TINDAKAN YANG DIPERLUKAN:
1. Salin kata demi kata bagian teks kutipan tentang pengangkatan Yazid, mulai dari "Ide awal pewarisan" dan berakhir pada "Ziyad (gubernur Bashra).".
2. Tentukan apakah setiap pernyataan berikut sesuai dengan teks kutipan tentang pengangkatan Yazid. Jawab ya atau tidak dan sertakan kutipan persis kata-kata teks yang menjadi penentunya.
(a) Mu’awiyah mengikuti saran Ziyad.
(b) Usia Mu’awiyah yang sudah tua mendorongnya untuk segera memilih penggantinya.
(c) Al-Mughirah ibn Syu’bah adalah gubernur Bashra.

TEKS KUTIPAN:
....

Ide awal pewarisan kekhalifahan ini sebenarnya berasal dari
al-Mughirah ibn Syu’bah (gubernur Kufah). Ia menyarankan agar Mu’awiyah
mengangkat Yazid. Kemudian Mu’awiyah mengikuti saran al-Mughirah karena
beberapa alasan yang menurutnya kuat, meski harus mengabaikan saran
Ziyad (gubernur Bashra).
Mu’awiyah mempunyai beberapa alasan mengenai pengangkatan Yazid, yaitu: Pertama,
Yazid adalah satu-satunya orang yang bisa diterima orang-orang Siria,
karena apabila dari keluarga lain akan membawa ke dalam keluarga dan
marganya sesuatu yang mengganggu keseimbangan kekuatan-kekuatan rawan
yang telah dikembangkan oleh Mu’awiyah. Latar belakang pengangkatan
Yazid sebagai putra mahkota dan bukan yang lainnya adalah untuk menjaga
kemashlahatan rakyat dalam kesatuan dan kebersatuan aspirasi mereka,
dengan kesepakatan Bani Umayyah. Alasannya bahwa Bani Umayyah tidak rela
bila khalifah bukan dari kalangan dalam mereka dalam kapasitas mereka
sebagai elit masyarakat Quraisy dan para penganut Islam secara
keseluruhan, sekaligus kelompok yang paling berkuasa diantara mereka. Kedua, faktor usia Mu’awiyah yang sudah tua mendesaknya untuk cepat memilih siapa penggantinya. Ketiga, Mu’awiyah khawatir akan terjadi fitnah sebagaimana fitnah petumpahan darah sejak kematian Khalifah Utsman.

....

CUPLIKAN DATA:
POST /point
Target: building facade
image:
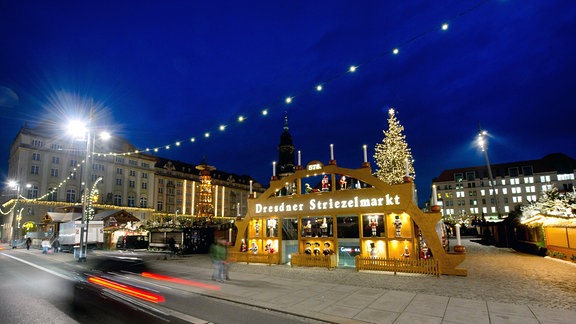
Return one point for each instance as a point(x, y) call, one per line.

....

JAWABAN PER TUGAS:
1.
Ide awal pewarisan kekhalifahan ini sebenarnya berasal dari
al-Mughirah ibn Syu’bah (gubernur Kufah). Ia menyarankan agar Mu’awiyah
mengangkat Yazid. Kemudian Mu’awiyah mengikuti saran al-Mughirah karena
beberapa alasan yang menurutnya kuat, meski harus mengabaikan saran
Ziyad (gubernur Bashra).

2.
(a) Tidak: "meski harus mengabaikan saran Ziyad (gubernur Bashra)"
(b) Ya: "faktor usia Mu’awiyah yang sudah tua mendesaknya untuk cepat memilih siapa penggantinya"
(c) Tidak: "al-Mughirah ibn Syu’bah (gubernur Kufah)"